**À faire**:
1. Recopiez l'extrait ci-dessous de « Le parcours défini » jusqu'à « du développement durable. » inclus.
2. D'après l'extrait ci-dessous, pourquoi la plupart des fleuves russes emportent-ils de grandes quantités d'eau vers les régions les moins peuplées ? Répondez en une à trois phrases.

**Extrait**:
# # # # # # #
Laurent Touchart, professeur de géographie à l’université d’Orléans et éminent spécialiste du lac Baïkal, signe là le dernier volet d’une trilogie consacrée à la géographique physique et environnementale de la Russie. Après un premier opus dédié à la biogéographie de l’immense espace russe, puis un deuxième dévolu au climat, Laurent Touchart nous entraîne dans une découverte passionnante bien que partielle, tant le sujet est vaste, des « territoires de l’eau », à différentes échelles.
Le parcours défini par l’auteur s’organise en quatre chapitres. Les trois premiers chapitres, qui occupent une bonne moitié de l’ouvrage, posent des questions qui relèvent dans l’ensemble de la géographie physique (« La Russie manque-t-elle d’eau ? », « Un pays inondé à chaque printemps » et « Les lacs et les zones humides de Russie »). Le dernier chapitre, qui occupe un peu moins de l’autre moitié du livre, aborde la question des eaux intérieures dans la perspective du développement durable.

La Russie présente, du point de vue hydrologique, un certain nombre de particularités : par exemple, elle dispose du lac le plus profond du monde (le Baïkal), concentrant à lui seul un cinquième des réserves mondiales d’eau douce disponible ; l’Iénisseï, fleuve sibérien, est le deuxième au monde pour ses débits printaniers, et c’est encore en Russie que se trouvent les deux plus vastes lacs d’Europe (le Ladoga et l’Onéga) ainsi que le plus gros fleuve européen (la Volga). C’est, par ailleurs, en s’appuyant sur le réseau hydrographique que la Russie a conquis son espace asiatique, à tel point qu’aujourd’hui la Russie d’Asie est structurée géographiquement par les fleuves : « Toutes les plus grandes villes sibériennes sont au croisement de la voie ferrée transsibérienne et d’un fleuve majeur ou de son plus grand affluent. » (p. 12) Ajoutons que la plupart des fleuves russes, en raison d’une direction dominante longitudinale, déplacent de grandes quantités d’eau depuis la zone tempérée vers les régions les moins densément peuplées et aux climats les plus contraignants, qu’ils soient arides ou polaires. Enfin, on peut dire que, globalement, la Russie fait partie des pays où la pression sur la ressource est l’une des plus faibles.
# # # # # # #
**Données fournies**:
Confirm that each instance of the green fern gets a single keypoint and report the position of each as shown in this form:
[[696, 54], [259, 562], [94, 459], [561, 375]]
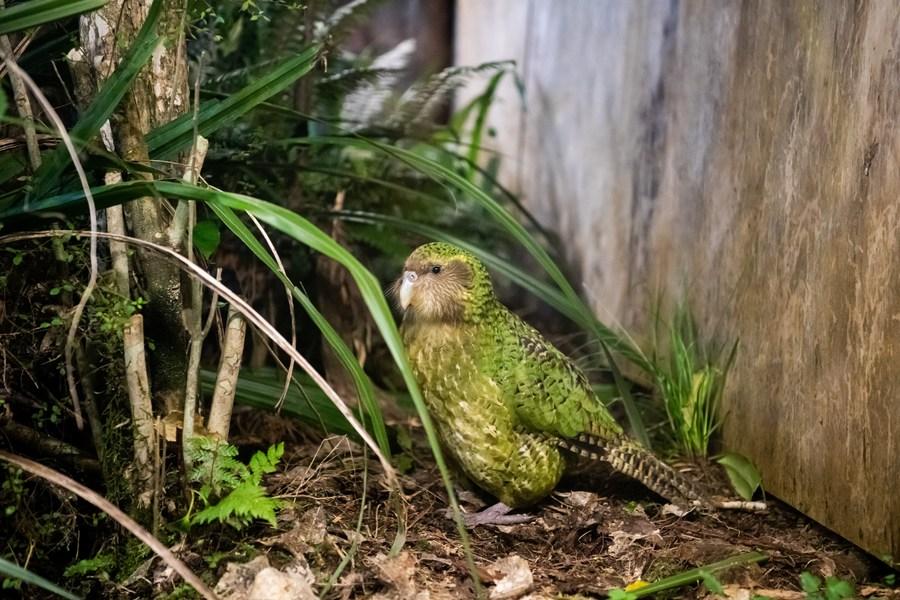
# # # # # # #
**Exercice corrigé**:
1.
Le parcours défini par l’auteur s’organise en quatre chapitres. Les trois premiers chapitres, qui occupent une bonne moitié de l’ouvrage, posent des questions qui relèvent dans l’ensemble de la géographie physique (« La Russie manque-t-elle d’eau ? », « Un pays inondé à chaque printemps » et « Les lacs et les zones humides de Russie »). Le dernier chapitre, qui occupe un peu moins de l’autre moitié du livre, aborde la question des eaux intérieures dans la perspective du développement durable.

2. C'est dû à leur direction dominante, qui est longitudinale. Ils déplacent ainsi l'eau de la zone tempérée vers des régions peu peuplées, aux climats arides ou polaires, qui sont les plus contraignants.